----- Bloco de texto

Todos são vistos como não confiáveis, maus e prontos a ferir sem compaixão.
As razões para que este sistema
de defesa tenha se tornado o centro controlador dessas pessoas também são
importantes de serem entendidas. Pode-se dizer que uma boa parte dessas pessoas
teve uma infância difícil e foi decepcionada por aqueles de quem esperava
cuidado e amor. Outros não tiveram problemas de infância, mas foram criados e
influenciados por pessoas que tiveram e já tinham adotado esse modo de vida
transmitindo-o aos seus filhos. Alguns ainda não tiveram problemas na infância
e nem pais paranóicos, mas foram poupados de decepções e ensinados que a vida
deveria ser um paraíso e as pessoas perfeitas em seu trato com eles. Quando
descobrem que as pessoas nos frustram, magoam e não agem exatamente como
pensamos e desejamos todo o tempo, passam a não aceitar quem possa errar e
começam a selecionar pessoas em sua busca pelos perfeitos que não poderão machucá-las.
Se tornam duras e intolerantes com os menores erros alheios e um vacilo é capaz
de fazer com que elas excluam uma pessoa por completo da noite para o dia e
joguem mais alguém na “lixeira dos traidores”.

----------

Prossiga o texto sobre as pessoas que veem todos como maus e não confiáveis, começando logo após a sua última frase.

----- Linhas

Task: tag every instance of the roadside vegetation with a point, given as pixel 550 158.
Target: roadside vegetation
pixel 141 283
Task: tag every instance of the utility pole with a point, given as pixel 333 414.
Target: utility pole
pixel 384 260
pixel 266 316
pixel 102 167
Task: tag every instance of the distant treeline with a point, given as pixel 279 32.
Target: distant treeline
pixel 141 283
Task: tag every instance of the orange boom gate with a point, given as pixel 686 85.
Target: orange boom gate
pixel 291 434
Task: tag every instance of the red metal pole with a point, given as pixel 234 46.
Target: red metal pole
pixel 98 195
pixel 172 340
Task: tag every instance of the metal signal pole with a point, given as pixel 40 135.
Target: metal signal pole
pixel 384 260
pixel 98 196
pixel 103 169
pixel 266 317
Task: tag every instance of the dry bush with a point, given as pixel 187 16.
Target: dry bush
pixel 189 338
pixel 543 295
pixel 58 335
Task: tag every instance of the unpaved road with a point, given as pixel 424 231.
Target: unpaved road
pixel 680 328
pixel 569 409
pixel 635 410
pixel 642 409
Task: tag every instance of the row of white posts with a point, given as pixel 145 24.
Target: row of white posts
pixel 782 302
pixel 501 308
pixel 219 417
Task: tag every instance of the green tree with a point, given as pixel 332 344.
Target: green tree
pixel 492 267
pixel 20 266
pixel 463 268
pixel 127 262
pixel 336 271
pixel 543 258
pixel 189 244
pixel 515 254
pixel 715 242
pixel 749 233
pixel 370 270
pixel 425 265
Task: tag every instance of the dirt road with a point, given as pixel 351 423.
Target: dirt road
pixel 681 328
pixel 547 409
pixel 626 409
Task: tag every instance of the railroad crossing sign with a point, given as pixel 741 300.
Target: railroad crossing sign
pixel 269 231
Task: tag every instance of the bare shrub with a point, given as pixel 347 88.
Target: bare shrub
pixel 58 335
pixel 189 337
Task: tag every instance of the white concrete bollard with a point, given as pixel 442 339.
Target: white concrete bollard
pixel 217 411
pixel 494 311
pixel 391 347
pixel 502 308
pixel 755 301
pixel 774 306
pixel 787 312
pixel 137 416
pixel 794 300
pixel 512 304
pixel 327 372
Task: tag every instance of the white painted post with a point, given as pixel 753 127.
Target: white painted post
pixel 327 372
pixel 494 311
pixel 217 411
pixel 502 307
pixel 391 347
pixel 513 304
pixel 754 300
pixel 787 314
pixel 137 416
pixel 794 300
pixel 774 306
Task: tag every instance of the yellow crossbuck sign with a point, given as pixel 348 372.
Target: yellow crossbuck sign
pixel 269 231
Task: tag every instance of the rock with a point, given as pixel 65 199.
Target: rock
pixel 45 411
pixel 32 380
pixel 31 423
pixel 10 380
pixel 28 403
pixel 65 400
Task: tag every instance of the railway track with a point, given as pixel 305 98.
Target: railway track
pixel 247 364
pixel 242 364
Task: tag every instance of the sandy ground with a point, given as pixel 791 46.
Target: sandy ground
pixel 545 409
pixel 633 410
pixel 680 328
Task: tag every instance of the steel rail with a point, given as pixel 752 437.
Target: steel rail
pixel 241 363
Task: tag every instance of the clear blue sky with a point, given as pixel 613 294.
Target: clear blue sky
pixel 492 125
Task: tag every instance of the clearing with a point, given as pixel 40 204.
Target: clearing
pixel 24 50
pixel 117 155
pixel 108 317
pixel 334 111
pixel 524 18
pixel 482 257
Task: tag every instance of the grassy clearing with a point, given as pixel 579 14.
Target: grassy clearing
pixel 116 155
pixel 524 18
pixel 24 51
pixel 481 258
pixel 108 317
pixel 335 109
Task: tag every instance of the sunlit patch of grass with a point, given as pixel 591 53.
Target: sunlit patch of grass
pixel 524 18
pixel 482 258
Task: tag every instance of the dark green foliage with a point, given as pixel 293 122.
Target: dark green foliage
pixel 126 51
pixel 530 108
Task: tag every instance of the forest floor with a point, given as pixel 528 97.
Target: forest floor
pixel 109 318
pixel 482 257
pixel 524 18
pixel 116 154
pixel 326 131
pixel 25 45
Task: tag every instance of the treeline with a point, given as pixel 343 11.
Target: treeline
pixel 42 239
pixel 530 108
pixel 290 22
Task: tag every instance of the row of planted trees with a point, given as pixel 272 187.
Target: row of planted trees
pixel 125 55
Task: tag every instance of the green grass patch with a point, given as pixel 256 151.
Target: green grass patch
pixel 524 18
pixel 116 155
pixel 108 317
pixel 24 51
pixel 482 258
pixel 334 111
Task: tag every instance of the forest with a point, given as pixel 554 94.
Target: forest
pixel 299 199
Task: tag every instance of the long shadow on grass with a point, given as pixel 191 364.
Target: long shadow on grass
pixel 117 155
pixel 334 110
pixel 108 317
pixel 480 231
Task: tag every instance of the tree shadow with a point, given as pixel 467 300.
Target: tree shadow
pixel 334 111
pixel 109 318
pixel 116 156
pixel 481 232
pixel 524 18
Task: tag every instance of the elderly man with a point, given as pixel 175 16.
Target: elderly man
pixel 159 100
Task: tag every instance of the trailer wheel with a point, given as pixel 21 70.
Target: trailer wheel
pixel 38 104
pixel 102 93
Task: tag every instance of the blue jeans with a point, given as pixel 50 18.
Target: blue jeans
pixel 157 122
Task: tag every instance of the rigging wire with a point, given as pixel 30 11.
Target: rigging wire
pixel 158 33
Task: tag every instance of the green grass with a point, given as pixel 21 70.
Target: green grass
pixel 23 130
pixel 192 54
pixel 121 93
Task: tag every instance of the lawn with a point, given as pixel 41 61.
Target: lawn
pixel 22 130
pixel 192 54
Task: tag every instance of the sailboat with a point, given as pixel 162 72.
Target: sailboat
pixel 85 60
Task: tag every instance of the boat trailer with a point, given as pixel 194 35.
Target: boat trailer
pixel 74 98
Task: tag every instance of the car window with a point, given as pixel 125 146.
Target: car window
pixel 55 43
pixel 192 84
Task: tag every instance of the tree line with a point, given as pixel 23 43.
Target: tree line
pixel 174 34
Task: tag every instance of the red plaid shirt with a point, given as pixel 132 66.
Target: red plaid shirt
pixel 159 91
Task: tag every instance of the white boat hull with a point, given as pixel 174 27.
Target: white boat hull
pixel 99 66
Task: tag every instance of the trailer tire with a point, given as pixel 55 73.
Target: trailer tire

----------

Resposta
Não haveria motivo de preocupação
com esse tipo de comportamento se o fim não fosse trágico. Algumas décadas
agindo assim e a vida começa a ficar vazia, sem sentido com um acúmulo imenso
de sentimentos negativos e um desespero cada vez maior por paz interior que parece
não ser encontrada em nenhum lugar. O mundo se torna um lugar ameaçador e
alguns começam a pensar até em suicídio. A frustração se torna tão grande
porque as impressões dessas pessoas sempre parecem se confirmar, afinal onde
vão encontrar um lugar no qual as pessoas não pisam na bola vez ou outra? É
preciso tentar ajudar essas pessoas antes que seja muito tarde e é preciso
vigiar para nunca se tornar uma delas.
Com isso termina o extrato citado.